- **Exercise objective**
In the text on corynebacteriophage structure, what shape does the head, or capsid, often have?

- **Excerpt provided**
* * * * *

General overview of the structure of corynebacteriophages:
| Head (Capsid) | The head or capsid of a Corynebacteriophage contains the genetic material (DNA or RNA). It is often icosahedral in shape. |
| Tail | Many Corynebacteriophages have a tail structure that helps in attaching to the bacterial host and injecting the genetic material. The tail can be short or long, depending on the specific phage. |
| Tail fibers | Some phages have tail fibers that aid in the recognition and attachment to specific receptors on the bacterial cell surface. |
| Base plate | The base plate is a structure at the base of the tail that may contain proteins involved in host cell recognition and the initiation of infection. |

==Genetic material==

DNA Phages: Most Corynebacteriophages have DNA as their genetic material. The DNA can be single-stranded or double-stranded. RNA Phages: Some phages, though less common, have RNA genomes.

==Morphology==
Siphoviridae: Phages in this family typically have long, non-contractile tails and are characterized by their ability to undergo lysogeny (integration of their DNA into the host genome).

Myoviridae: These phages have long, contractile tails and are often associated with a lytic life cycle.

Podoviridae: Phages in this family have short tails.

General overview of the structure

==Life cycles and host interaction==
Corynephages exhibit two primary life cycles: lytic and lysogenic. In the lytic cycle, the phage attaches to the bacterial cell, injects its DNA, and uses the cell's machinery to replicate its genome and produce new virions. This process eventually leads to the lysis of the host cell and the release of new phage particles. In contrast, the lysogenic cycle involves the integration of the phage's genetic material into the host's genome, forming a prophage. This integrated DNA is replicated along with the host's genome during cell division. The prophage may eventually enter the lytic cycle in response to specific triggers, such as stress or UV radiation. The choice between these life cycles is influenced by various factors, including the environmental conditions and the genetic makeup of both the phage and the host. Host Specificity Phages are often classified based on their host range and specificity, indicating the particular bacterial species or strain they can infect.

* * * * *

Records from a dataset
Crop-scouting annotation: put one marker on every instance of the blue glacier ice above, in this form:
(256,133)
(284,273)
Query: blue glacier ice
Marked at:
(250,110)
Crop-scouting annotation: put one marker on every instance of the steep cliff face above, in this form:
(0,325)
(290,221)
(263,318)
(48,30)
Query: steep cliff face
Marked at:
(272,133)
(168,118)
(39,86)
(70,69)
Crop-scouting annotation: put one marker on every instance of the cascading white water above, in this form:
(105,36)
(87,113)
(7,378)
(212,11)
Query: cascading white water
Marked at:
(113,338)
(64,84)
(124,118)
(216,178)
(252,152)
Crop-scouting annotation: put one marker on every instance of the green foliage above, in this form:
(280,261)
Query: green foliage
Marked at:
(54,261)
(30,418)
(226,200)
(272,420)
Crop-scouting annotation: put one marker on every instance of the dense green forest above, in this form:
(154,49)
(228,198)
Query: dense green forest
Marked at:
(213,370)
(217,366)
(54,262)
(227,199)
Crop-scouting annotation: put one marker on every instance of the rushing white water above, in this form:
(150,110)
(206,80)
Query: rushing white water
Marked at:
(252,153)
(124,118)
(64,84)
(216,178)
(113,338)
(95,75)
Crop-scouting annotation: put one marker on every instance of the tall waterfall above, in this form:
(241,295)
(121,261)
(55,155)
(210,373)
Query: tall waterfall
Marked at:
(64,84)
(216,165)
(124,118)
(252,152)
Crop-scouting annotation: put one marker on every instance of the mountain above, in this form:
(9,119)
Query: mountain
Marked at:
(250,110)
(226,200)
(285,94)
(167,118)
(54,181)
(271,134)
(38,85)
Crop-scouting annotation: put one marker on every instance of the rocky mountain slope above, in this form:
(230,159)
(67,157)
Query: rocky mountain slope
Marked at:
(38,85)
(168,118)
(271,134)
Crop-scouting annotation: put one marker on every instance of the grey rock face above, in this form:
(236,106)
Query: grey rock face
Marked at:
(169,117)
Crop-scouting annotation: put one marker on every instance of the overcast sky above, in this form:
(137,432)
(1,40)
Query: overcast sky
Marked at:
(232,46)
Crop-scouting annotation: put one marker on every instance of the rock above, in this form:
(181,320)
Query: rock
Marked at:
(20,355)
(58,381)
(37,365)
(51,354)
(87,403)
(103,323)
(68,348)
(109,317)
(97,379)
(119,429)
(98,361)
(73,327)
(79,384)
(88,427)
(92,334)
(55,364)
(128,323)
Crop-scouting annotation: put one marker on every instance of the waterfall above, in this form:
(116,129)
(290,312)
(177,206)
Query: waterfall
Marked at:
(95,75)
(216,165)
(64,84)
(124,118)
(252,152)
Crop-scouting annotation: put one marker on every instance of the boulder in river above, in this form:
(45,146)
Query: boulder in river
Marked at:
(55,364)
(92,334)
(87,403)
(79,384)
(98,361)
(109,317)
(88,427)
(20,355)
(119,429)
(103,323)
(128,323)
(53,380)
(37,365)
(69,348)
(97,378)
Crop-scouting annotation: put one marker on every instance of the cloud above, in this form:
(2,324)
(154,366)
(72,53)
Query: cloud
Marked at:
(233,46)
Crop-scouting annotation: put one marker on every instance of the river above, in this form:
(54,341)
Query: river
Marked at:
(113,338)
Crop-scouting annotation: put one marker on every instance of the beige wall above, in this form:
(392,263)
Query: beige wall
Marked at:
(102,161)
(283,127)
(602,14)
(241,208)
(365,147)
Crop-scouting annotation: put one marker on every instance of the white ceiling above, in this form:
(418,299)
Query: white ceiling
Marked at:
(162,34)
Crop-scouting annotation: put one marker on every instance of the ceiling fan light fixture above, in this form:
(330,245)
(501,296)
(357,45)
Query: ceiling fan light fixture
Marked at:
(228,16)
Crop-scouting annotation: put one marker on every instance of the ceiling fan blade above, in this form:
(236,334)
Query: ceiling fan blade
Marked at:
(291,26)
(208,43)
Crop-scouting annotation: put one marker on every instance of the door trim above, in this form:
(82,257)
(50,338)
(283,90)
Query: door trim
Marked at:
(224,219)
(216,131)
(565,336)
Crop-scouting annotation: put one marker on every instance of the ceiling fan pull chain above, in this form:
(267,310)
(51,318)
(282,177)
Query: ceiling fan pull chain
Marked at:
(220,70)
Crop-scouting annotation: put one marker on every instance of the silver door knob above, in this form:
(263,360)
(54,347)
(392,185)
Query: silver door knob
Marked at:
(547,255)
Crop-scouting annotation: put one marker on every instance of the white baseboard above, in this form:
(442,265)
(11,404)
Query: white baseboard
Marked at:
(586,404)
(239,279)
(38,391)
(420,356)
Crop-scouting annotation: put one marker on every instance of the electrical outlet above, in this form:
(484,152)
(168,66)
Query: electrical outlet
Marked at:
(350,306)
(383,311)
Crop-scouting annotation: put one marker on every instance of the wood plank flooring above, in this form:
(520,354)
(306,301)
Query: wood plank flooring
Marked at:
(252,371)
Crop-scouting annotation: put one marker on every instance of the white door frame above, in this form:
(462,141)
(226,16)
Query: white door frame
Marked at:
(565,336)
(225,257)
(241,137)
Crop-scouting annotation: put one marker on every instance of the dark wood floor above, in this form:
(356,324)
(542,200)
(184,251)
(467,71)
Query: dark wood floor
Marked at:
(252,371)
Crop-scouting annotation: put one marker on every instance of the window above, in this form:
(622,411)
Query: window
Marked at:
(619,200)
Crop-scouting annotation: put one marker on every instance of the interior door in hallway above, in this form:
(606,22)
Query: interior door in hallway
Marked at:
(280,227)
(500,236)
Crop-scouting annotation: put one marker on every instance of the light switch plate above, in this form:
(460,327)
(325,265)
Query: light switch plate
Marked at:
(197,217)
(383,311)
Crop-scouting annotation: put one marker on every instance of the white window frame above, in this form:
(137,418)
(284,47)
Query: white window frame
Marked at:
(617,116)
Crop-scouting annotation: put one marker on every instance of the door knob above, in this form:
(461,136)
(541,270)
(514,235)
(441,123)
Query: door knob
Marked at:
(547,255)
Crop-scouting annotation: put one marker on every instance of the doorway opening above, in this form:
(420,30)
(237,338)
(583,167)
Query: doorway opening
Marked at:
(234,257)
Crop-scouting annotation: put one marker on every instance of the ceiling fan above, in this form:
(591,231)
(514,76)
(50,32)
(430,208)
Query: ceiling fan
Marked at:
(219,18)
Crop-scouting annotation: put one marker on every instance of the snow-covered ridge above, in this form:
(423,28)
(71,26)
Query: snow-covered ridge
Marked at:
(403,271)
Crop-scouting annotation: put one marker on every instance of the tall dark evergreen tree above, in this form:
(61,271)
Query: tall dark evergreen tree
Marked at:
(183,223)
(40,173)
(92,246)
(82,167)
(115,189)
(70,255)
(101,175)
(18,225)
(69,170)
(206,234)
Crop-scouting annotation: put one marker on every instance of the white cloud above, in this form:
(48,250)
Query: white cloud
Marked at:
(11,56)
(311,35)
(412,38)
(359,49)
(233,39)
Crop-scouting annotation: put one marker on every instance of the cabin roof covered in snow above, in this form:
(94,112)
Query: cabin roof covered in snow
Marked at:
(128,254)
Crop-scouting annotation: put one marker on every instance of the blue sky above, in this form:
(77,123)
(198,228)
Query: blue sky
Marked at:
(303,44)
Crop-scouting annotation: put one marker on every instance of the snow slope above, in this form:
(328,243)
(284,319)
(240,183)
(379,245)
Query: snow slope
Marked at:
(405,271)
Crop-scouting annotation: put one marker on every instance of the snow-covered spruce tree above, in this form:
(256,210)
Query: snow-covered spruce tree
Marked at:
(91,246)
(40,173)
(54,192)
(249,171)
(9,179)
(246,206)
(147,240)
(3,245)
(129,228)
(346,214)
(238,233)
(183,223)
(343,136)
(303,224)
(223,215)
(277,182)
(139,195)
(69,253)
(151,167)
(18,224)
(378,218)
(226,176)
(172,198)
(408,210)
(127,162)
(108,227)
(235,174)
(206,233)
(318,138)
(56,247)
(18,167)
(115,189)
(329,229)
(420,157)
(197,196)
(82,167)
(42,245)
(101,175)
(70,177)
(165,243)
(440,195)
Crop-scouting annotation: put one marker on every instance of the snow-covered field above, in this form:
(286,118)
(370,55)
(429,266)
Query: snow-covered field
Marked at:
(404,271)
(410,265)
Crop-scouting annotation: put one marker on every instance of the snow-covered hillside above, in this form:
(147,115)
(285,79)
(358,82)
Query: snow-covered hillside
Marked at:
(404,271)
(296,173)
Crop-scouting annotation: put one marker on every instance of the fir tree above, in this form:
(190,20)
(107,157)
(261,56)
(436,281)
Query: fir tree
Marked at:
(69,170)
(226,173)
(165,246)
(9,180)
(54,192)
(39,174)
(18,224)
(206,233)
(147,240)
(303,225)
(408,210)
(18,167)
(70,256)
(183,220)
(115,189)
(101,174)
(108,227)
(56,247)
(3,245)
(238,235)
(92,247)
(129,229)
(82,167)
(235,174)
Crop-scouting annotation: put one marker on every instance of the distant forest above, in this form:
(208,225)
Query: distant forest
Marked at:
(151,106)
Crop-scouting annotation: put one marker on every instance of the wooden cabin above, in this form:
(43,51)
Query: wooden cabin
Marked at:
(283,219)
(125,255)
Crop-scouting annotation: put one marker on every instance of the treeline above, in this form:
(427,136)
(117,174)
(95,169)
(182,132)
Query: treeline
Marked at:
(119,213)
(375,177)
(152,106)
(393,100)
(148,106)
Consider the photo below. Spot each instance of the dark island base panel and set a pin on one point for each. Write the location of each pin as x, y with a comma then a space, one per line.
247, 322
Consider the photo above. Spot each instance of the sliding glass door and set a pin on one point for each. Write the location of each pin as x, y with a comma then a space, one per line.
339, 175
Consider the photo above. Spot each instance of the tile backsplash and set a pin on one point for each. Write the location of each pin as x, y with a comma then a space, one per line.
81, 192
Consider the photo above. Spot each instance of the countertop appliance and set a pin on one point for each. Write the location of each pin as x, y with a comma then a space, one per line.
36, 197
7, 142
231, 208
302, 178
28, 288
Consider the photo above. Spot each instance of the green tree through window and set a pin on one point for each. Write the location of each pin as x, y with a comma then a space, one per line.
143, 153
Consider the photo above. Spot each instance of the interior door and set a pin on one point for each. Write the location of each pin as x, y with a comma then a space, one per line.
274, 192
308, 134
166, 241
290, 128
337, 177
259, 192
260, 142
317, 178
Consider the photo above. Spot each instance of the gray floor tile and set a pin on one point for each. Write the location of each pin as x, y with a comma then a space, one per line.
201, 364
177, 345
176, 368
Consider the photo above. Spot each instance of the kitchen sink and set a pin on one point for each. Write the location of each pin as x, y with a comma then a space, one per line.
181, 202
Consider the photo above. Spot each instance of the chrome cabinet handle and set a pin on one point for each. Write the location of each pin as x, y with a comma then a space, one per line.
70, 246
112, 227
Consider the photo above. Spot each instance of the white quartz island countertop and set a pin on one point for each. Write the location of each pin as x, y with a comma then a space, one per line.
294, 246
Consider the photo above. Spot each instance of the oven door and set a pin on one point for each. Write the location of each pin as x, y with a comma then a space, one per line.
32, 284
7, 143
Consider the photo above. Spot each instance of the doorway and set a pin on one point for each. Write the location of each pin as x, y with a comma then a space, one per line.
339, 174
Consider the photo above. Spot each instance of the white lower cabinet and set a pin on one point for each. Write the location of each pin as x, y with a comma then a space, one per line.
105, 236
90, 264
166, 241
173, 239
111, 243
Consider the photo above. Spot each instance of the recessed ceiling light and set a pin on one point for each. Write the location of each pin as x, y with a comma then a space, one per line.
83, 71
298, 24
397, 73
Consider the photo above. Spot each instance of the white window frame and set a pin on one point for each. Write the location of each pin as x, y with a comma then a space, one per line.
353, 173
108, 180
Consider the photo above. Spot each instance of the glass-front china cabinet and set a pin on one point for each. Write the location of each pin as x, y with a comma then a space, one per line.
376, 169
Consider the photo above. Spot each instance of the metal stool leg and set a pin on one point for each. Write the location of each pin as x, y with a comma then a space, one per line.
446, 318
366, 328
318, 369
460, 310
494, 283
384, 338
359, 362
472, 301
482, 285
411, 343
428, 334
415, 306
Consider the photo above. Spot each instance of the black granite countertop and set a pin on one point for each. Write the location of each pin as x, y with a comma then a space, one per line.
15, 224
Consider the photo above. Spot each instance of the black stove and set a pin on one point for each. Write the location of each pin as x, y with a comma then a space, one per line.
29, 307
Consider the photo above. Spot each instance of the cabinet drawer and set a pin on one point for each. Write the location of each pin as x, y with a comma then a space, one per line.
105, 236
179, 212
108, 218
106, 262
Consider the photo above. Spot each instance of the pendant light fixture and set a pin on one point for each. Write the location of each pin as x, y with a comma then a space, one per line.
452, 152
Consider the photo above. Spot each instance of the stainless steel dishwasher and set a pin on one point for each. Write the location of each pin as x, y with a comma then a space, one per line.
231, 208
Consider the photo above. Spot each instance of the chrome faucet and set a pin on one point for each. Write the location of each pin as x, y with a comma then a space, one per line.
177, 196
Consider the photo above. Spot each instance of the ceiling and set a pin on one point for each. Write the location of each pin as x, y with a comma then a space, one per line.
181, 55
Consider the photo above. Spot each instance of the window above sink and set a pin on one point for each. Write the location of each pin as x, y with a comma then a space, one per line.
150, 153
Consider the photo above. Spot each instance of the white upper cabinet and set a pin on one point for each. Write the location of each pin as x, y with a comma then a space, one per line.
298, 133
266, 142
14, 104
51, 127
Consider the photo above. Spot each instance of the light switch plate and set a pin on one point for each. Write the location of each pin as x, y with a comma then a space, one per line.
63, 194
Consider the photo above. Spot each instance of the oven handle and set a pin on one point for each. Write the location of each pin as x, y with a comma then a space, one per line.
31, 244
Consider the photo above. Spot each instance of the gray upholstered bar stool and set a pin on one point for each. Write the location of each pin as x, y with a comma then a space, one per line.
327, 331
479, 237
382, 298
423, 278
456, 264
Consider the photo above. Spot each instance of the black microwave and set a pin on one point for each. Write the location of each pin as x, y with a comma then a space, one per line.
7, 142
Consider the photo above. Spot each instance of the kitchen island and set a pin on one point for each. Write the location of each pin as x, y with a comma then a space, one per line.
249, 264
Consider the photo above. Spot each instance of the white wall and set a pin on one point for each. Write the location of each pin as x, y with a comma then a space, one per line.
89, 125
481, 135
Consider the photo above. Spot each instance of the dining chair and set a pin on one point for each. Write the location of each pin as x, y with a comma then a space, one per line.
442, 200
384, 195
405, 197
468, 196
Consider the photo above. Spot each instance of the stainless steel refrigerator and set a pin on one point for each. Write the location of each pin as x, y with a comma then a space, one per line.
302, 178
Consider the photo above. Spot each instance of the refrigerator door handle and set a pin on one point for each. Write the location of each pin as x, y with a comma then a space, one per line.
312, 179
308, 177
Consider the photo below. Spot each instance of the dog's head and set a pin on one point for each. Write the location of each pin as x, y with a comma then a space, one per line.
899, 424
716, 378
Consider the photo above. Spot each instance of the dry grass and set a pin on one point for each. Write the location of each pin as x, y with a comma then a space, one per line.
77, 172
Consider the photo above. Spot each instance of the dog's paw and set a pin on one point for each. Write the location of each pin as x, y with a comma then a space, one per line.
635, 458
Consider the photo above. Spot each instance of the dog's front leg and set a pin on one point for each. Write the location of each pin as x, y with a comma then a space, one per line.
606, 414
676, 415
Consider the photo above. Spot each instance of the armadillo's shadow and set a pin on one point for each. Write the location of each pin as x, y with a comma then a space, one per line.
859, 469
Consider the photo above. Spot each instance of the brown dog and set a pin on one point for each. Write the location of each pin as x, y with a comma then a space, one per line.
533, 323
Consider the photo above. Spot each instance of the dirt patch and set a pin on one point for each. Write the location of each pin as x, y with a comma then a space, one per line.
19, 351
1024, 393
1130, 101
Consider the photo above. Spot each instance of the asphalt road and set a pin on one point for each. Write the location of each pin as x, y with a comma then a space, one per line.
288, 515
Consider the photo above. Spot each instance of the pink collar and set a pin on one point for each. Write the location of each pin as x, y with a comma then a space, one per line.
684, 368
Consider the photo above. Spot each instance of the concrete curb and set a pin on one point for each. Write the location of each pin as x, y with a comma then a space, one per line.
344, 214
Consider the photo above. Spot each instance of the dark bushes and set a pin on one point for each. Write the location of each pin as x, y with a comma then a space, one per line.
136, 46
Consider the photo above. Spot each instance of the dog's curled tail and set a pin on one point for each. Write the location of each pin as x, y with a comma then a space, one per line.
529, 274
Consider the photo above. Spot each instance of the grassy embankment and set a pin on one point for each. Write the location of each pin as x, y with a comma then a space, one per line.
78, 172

* * * * *

- **Output of the task**
It is often icosahedral.